В.Мирзоев:Человек, который находится в диалоге, он опасен уже тем, что он думает
С. Сорокина
―
Ну как-то вот не успели они сгруппироваться, и живое побеждает мертвое. Я просто подумала: какой Гарри Бардин оптимист, конечно же. Какой он оптимист, и как у него это замечательно. Хотелось бы верить, что это не только в мультиках такое бывает. Очень сегодняшний, очень сегодняшний мультфильм.Я смотрю на время – 30 минут, и почему-то нет новостей. Мы продолжаем наш разговор, или нам все же нужно прерваться на новости, как вы полагаете? Еще продолжаем. Новости, видимо…
Ю. Кобаладзе
―
Или новости такие, что боятся…
С. Сорокина
―
… что боятся идти доносить до нас эти новости.(смех)
С. Сорокина
―
Честно говоря, я поймала себя на том, что каждый день жду чего-нибудь.
С. Рейтер
―
Это правда. Новости у нас каждый день одна лучше другой.
С. Сорокина
―
Как-то не очень, да.Скажите мне, пожалуйста тогда, а как вы думаете, а почему все-таки – ну, понятно все должно быть закрыто, перезакрыто и прочее. Но как-то они очень активировались в последнее время.
Все – новости.

СТРОКИ НАБОРА ДАННЫХ:
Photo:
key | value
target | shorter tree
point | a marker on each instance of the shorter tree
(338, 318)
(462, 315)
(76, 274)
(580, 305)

ЧТО СДЕЛАТЬ:
a: Ответьте на вопросы по расшифровке беседы:
(i) Кого С. Сорокина называет оптимистом?
(ii) Сколько минут, по словам С. Сорокиной, прошло, когда она замечает, что новостей нет?
(iii) Что С. Рейтер говорит о новостях?
b: Продолжите расшифровку беседы со следующей реплики.
Строки здесь ни при чем.

ОТВЕТЫ НИЖЕ:
a:
(i) Гарри Бардина.
(ii) 30 минут.
(iii) Что новости у нас каждый день одна лучше другой.

b:
НОВОСТИ
С. Сорокина
―
Еще раз вас приветствуем, программа «В круге Света». Светлана Рейтер, журналист и Владимир Мирзоев, режиссер здесь с нами, а мы – это Юрий Кобаладзе и Светлана Сорокина говорим о проекте Открытой библиотеки и о Диалогах, которые были закрыты в библиотеке имени Маяковского в Санкт-Петербурге. Но только что в новостях мы услышали некое подтверждение тому, о чем уже говорили, что вроде бы свою площадку при обращении может предоставить Александр Вислый, имеется в виду Национальная российская библиотека, самая крупная петербургская библиотека, у которой несколько зданий, которая в принципе, конечно, может предоставить площадку, если на то будет желание. Будем следить, насколько это возможно. Потому что, кстати говоря, в своем блоге Алексей Ведениктов, который, кстати, тоже не однажды бывал гостем…
С. Рейтер
―
О, да, у них там был диалог с Галиной Тимченко…
С. Сорокина
―
Да, они очень даже…
С. Рейтер
―
Темпераментный, мягко говоря, диалог.
С. Сорокина
―
Темпераментно разговаривали, да. Вот он написал, что вполне возможно, что дискуссии должны быть регулируемые, гости согласованные, темы вегетарианские. Имеется в виду, в нынешних условиях, да?
С. Рейтер
―
Название еще надо поменять, чтобы не было никаких коннотаций нежелательных с Открытой Россией.
С. Сорокина
―
Открытая Россия, Открытая библиотека… ну, да – закрытая.
Ю. Кобаладзе
―
Мы уже с вами предложили: Спецпроект, Закрытая библиотека.
С. Сорокина
―
Закрытые монологи.
В. Мирзоев
―
Внутренние монологи.
С. Сорокина
―
Точно! Собираются все – сидят молча, смотрят друг на друга.(смех)
С. Сорокина
―
И тот же Алексей Алексеевич сказал, что и он будет искать площадку, вполне возможно, в Москве. Но сам сказал, что пессимистично смотрит на перспективу найти такую площадку, несмотря на то, что Москва – город большой.А вот смотрите, Москва – город большой. А почему у нас не возникла такая история?
Ю. Кобаладзе
―
У нас есть «Прямая речь», но такая, с литературным уклоном.
С. Сорокина
―
Где «Прямая речь»?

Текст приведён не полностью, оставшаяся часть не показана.